[Start of Dataset entries]

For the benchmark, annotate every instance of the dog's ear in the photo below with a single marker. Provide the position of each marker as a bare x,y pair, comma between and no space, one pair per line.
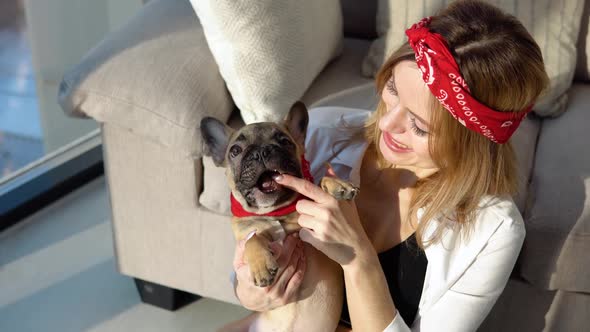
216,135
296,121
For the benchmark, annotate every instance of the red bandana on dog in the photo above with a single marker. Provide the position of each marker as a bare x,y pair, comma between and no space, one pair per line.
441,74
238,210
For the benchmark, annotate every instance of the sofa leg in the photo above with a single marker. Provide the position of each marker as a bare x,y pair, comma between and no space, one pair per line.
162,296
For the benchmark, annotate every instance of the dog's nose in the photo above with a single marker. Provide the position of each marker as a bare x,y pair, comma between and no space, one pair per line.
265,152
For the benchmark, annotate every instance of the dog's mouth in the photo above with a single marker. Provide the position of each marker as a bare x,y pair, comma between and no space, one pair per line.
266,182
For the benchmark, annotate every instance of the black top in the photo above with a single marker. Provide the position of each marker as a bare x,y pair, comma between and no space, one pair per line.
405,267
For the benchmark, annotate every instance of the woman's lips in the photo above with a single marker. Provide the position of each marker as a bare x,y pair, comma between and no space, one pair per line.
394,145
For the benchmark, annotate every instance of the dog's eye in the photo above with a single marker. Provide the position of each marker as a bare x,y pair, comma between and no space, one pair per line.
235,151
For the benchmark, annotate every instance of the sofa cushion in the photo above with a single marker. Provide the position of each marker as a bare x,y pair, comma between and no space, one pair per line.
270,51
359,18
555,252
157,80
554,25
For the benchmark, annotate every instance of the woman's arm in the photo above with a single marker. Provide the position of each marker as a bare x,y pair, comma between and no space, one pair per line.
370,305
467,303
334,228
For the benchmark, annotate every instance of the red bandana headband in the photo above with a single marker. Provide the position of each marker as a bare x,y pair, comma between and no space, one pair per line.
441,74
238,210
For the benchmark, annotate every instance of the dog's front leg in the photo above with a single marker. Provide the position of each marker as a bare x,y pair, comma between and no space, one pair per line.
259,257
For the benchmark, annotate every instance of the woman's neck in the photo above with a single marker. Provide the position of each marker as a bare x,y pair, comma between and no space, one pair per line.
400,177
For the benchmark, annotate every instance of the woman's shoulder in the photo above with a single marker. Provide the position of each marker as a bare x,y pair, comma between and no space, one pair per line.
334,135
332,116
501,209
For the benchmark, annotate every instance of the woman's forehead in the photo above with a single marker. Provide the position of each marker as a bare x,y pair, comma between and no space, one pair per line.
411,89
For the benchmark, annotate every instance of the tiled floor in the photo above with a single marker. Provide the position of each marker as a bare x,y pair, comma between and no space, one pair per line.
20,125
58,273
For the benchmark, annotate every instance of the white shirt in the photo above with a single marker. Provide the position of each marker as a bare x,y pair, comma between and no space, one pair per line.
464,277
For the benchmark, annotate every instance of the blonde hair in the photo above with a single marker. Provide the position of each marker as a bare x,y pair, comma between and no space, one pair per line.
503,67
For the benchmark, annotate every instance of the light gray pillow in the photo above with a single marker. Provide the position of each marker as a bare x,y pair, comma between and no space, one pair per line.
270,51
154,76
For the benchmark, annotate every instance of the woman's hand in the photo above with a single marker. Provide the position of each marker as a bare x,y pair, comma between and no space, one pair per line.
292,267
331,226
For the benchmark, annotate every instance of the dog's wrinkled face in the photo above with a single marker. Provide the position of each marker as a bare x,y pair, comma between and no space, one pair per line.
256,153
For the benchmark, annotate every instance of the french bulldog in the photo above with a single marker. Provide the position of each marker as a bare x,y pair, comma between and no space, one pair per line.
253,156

[End of Dataset entries]
[Start of Dataset entries]

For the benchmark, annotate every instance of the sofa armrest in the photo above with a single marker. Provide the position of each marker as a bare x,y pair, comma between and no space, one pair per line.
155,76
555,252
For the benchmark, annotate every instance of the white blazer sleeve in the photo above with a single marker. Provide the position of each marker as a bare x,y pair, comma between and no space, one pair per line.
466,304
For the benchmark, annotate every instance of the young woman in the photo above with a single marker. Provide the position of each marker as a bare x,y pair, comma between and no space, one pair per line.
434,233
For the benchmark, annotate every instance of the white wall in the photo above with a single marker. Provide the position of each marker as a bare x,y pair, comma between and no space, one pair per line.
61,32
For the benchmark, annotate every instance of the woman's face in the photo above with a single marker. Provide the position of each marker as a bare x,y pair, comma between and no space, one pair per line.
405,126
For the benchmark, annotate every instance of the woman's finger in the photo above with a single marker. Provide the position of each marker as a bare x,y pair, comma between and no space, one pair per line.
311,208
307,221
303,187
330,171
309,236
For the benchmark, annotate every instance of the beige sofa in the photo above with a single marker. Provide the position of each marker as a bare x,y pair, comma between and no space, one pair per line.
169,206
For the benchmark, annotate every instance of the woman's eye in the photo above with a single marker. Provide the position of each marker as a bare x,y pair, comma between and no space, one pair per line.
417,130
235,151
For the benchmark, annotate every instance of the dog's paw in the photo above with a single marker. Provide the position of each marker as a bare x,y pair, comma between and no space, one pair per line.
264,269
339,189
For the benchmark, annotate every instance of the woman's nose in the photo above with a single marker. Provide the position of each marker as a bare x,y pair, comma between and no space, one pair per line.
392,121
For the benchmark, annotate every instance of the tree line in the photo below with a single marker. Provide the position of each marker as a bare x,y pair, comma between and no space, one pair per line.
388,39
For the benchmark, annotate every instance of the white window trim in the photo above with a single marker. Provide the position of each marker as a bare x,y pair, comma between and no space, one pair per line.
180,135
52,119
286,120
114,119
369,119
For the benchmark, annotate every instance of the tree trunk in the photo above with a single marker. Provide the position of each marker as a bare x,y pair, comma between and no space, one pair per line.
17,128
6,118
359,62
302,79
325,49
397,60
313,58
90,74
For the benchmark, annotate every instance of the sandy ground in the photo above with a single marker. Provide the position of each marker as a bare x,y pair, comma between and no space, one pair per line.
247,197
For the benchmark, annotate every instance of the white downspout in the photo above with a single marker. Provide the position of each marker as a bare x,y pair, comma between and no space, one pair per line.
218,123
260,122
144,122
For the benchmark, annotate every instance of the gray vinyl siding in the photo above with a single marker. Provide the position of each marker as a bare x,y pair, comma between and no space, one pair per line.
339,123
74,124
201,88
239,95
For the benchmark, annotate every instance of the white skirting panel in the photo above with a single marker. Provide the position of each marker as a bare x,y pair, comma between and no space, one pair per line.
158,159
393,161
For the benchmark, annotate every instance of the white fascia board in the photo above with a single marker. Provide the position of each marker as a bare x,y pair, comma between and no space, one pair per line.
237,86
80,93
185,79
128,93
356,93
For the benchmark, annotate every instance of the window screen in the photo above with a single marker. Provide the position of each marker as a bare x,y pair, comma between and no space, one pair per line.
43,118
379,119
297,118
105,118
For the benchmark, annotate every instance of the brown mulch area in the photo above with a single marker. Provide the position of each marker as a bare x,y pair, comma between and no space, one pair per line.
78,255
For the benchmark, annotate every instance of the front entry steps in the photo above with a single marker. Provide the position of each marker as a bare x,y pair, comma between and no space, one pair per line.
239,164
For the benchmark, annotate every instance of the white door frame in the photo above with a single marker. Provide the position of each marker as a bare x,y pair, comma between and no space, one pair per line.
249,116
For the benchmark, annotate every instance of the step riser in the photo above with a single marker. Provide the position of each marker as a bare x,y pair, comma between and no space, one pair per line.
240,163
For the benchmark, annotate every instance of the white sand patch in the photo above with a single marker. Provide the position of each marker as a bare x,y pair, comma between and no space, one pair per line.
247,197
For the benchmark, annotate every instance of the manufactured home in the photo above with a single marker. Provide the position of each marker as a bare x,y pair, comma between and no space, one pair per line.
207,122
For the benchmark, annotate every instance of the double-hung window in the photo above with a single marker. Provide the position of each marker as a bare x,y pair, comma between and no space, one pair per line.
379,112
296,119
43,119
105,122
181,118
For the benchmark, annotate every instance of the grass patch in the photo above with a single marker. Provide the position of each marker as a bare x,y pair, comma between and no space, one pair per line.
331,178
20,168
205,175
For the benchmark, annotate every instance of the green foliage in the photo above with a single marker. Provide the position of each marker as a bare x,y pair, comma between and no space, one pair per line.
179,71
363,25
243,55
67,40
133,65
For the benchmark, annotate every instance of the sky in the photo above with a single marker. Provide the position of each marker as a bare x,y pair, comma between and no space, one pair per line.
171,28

[End of Dataset entries]
[Start of Dataset entries]

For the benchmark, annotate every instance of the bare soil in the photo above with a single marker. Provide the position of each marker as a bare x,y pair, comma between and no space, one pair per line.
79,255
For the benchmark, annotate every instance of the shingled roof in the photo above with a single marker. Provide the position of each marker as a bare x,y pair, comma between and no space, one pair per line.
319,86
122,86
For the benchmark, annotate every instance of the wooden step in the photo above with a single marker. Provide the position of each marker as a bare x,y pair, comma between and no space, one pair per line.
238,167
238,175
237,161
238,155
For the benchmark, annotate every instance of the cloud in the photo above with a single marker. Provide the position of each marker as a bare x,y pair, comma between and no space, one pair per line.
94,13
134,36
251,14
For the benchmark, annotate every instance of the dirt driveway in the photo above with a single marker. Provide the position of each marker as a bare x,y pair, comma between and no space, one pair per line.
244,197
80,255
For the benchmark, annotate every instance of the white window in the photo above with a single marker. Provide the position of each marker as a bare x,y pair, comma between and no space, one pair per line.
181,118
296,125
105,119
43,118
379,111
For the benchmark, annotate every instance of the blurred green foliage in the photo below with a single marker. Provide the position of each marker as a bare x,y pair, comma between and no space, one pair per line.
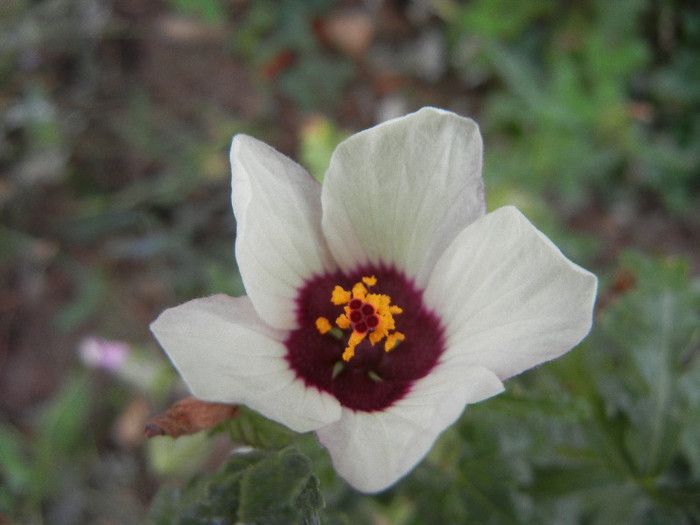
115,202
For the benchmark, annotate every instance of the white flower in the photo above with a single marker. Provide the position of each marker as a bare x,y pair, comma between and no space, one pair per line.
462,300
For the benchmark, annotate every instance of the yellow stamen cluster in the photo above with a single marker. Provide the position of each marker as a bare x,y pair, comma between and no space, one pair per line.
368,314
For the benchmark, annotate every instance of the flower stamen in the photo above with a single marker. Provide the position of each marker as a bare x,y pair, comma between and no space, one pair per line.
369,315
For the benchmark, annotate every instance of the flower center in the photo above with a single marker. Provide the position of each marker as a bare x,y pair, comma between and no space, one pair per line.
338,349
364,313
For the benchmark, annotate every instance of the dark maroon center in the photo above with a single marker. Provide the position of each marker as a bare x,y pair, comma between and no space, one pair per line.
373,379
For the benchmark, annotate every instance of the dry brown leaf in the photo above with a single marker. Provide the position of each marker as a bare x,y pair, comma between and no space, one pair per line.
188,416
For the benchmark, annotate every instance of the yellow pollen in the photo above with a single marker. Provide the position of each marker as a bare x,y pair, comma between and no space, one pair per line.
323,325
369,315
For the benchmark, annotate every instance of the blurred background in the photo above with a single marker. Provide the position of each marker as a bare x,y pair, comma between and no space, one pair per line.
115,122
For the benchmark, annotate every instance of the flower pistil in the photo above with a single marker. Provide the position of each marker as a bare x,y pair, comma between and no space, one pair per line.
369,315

[End of Dataset entries]

**The exercise**
From the items above, pick out and copy every line that contains the string "face". Case counts.

**Final result**
For the benchmark, annotate every instance of the dog's wrinkled face in the photo above with a single marker. Provide the position of each marker as a bare x,y pair, comma between and no space, one pair per line.
For the benchmark, annotate every instance of the woman's face in the photo above with a single marker. Provide the position of each marker as a bare x,y pair, comma between and no space, one pair per line.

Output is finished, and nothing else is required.